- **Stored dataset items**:
┄┄┄┄┄┄┄┄┄┄

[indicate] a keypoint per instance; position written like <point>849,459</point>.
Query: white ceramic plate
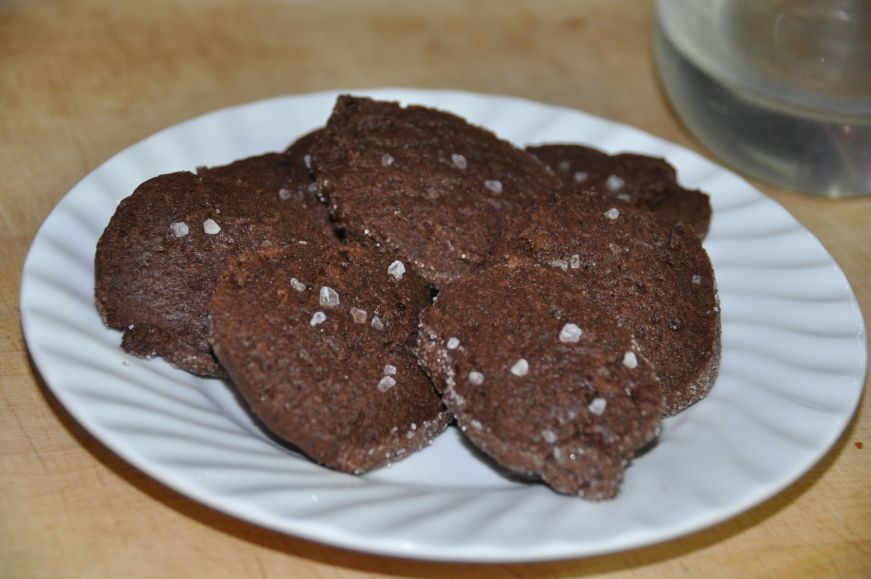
<point>793,367</point>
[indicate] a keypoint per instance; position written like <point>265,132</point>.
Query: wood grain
<point>81,80</point>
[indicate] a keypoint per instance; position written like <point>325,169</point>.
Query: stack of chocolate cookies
<point>400,269</point>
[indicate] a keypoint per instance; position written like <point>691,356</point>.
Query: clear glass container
<point>780,89</point>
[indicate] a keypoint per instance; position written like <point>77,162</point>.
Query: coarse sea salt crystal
<point>570,333</point>
<point>180,229</point>
<point>210,227</point>
<point>386,383</point>
<point>358,315</point>
<point>329,298</point>
<point>597,406</point>
<point>493,185</point>
<point>396,269</point>
<point>614,183</point>
<point>520,367</point>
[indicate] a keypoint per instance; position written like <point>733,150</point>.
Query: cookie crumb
<point>493,185</point>
<point>180,229</point>
<point>396,269</point>
<point>520,367</point>
<point>614,183</point>
<point>570,333</point>
<point>597,406</point>
<point>358,315</point>
<point>329,298</point>
<point>210,227</point>
<point>386,383</point>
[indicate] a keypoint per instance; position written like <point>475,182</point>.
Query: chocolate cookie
<point>656,281</point>
<point>540,378</point>
<point>424,184</point>
<point>629,179</point>
<point>160,256</point>
<point>287,174</point>
<point>321,346</point>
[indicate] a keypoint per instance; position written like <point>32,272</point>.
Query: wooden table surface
<point>81,80</point>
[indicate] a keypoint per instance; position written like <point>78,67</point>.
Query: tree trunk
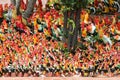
<point>70,35</point>
<point>18,3</point>
<point>75,34</point>
<point>30,7</point>
<point>13,2</point>
<point>65,29</point>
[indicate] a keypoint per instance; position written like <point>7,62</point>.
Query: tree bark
<point>65,30</point>
<point>18,3</point>
<point>29,11</point>
<point>76,30</point>
<point>70,35</point>
<point>13,2</point>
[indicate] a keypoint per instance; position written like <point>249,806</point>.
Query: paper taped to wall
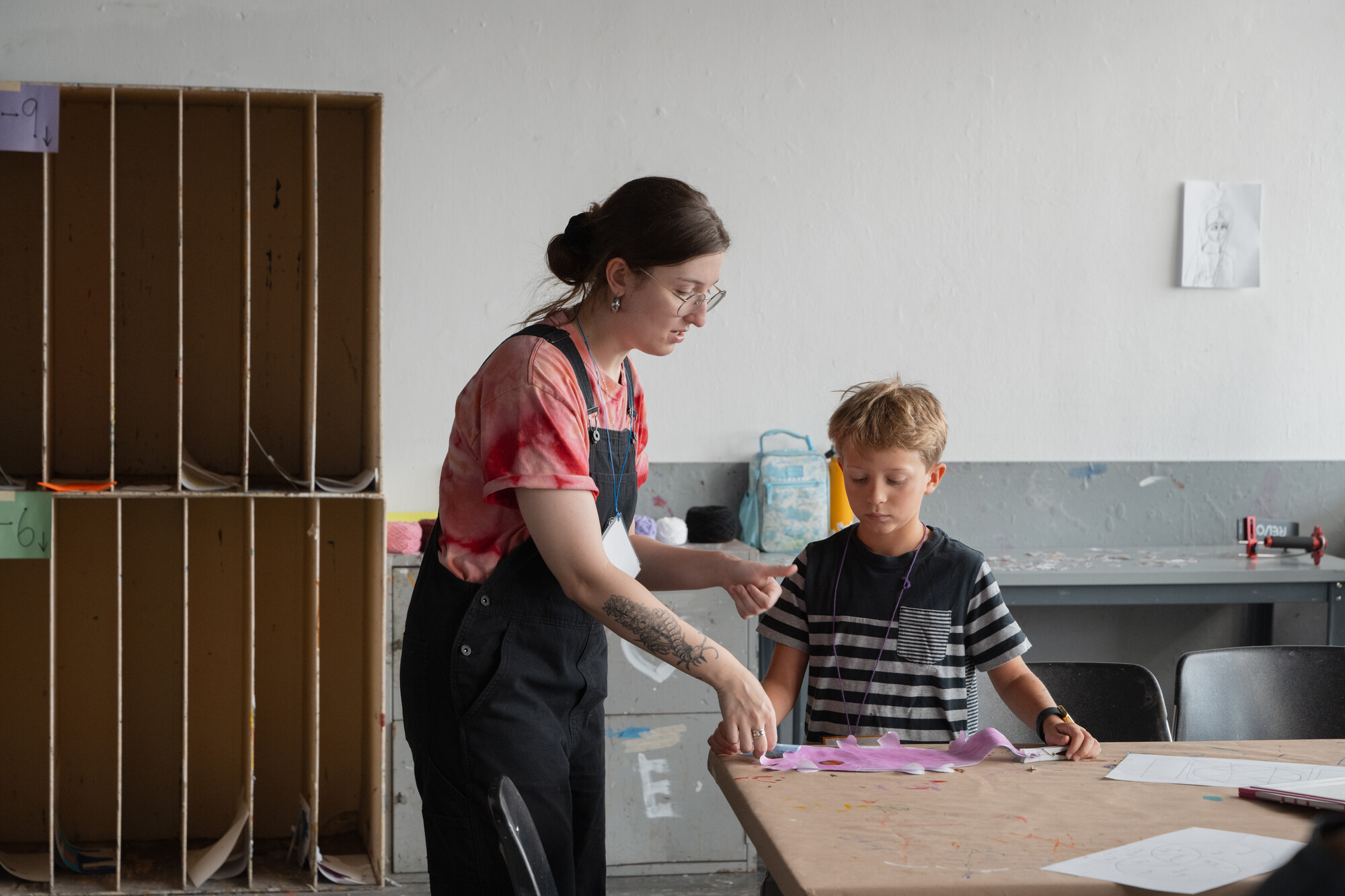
<point>1221,235</point>
<point>30,119</point>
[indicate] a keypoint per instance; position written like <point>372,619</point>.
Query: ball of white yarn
<point>672,530</point>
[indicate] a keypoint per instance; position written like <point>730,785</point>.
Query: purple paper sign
<point>30,118</point>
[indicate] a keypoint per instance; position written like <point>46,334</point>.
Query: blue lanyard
<point>602,405</point>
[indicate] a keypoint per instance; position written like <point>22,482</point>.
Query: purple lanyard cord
<point>836,591</point>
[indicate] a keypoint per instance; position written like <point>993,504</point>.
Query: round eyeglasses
<point>691,303</point>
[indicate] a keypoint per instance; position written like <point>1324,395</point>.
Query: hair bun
<point>570,255</point>
<point>579,233</point>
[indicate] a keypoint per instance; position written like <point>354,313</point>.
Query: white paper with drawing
<point>1221,235</point>
<point>1217,771</point>
<point>1184,861</point>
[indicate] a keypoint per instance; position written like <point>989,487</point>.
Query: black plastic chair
<point>524,854</point>
<point>1114,701</point>
<point>1261,693</point>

┄┄┄┄┄┄┄┄┄┄

Reproduce all of the items above verbatim, character for character. Leave the pictures out of your output.

- **Exercise solution**:
[indicate] a keypoint per instance; position written like <point>849,459</point>.
Query: white ceramic plate
<point>793,367</point>
[indicate] a keypoint per instance; position written like <point>265,132</point>.
Query: wood grain
<point>81,80</point>
[indicate] a keypoint per instance; position written like <point>325,169</point>.
Query: stack of chocolate cookies
<point>400,269</point>
[indicate] a keypoint per instance; position written like <point>691,356</point>.
Query: clear glass container
<point>780,89</point>
[indicate] a keypoint per instance; position written like <point>77,162</point>.
Query: coarse sea salt crystal
<point>570,333</point>
<point>180,229</point>
<point>210,227</point>
<point>386,383</point>
<point>358,315</point>
<point>329,298</point>
<point>597,406</point>
<point>493,185</point>
<point>396,269</point>
<point>614,183</point>
<point>520,367</point>
[indicate] a keypoint per instance; position written like <point>733,150</point>.
Query: cookie crumb
<point>493,185</point>
<point>180,229</point>
<point>396,269</point>
<point>520,367</point>
<point>614,183</point>
<point>570,333</point>
<point>597,406</point>
<point>358,315</point>
<point>329,298</point>
<point>210,227</point>
<point>386,383</point>
[indicate] a keypoint per instance; position written like <point>475,182</point>.
Query: chocolate cookie
<point>656,281</point>
<point>540,378</point>
<point>424,184</point>
<point>629,179</point>
<point>160,256</point>
<point>287,174</point>
<point>321,346</point>
[indicate] a keypoint per instance; position written like <point>32,272</point>.
Query: wooden table surface
<point>81,80</point>
[indicate] a keypoint per instance; position written like <point>78,67</point>.
Query: tree trunk
<point>70,35</point>
<point>18,3</point>
<point>75,34</point>
<point>30,7</point>
<point>13,2</point>
<point>65,29</point>
[indicate] a keypoint per instance; position written like <point>7,62</point>.
Query: tree bark
<point>65,30</point>
<point>18,3</point>
<point>29,11</point>
<point>76,30</point>
<point>70,35</point>
<point>13,2</point>
[indicate] a keypoint per instance; position written like <point>249,806</point>.
Query: paper taped to wall
<point>1221,235</point>
<point>30,119</point>
[indicate] a keypoint per instance; position written like <point>372,619</point>.
Query: ball of white yarn
<point>672,530</point>
[indicate] a keypoint per instance; position written like <point>730,785</point>.
Query: purple paper sign
<point>30,118</point>
[indicate] a keypoint per instance; position written like <point>46,334</point>.
Query: blue lanyard
<point>602,405</point>
[indicate] a keypoint per instance; position written like <point>22,482</point>.
Query: purple lanyard cord
<point>836,591</point>
[indicate] a keypoint per instance; position written like <point>993,504</point>.
Query: round eyeglasses
<point>691,303</point>
[indicate] a keypoint per instance; position written like <point>1324,395</point>.
Query: hair bun
<point>570,255</point>
<point>579,233</point>
[indicate] a keypoint per instance; position written like <point>354,313</point>.
Query: white paper with drawing
<point>1221,235</point>
<point>1217,771</point>
<point>1184,861</point>
[indicate] a keypoint per instance; position written like <point>989,487</point>.
Query: black plastic chair
<point>524,854</point>
<point>1114,701</point>
<point>1261,693</point>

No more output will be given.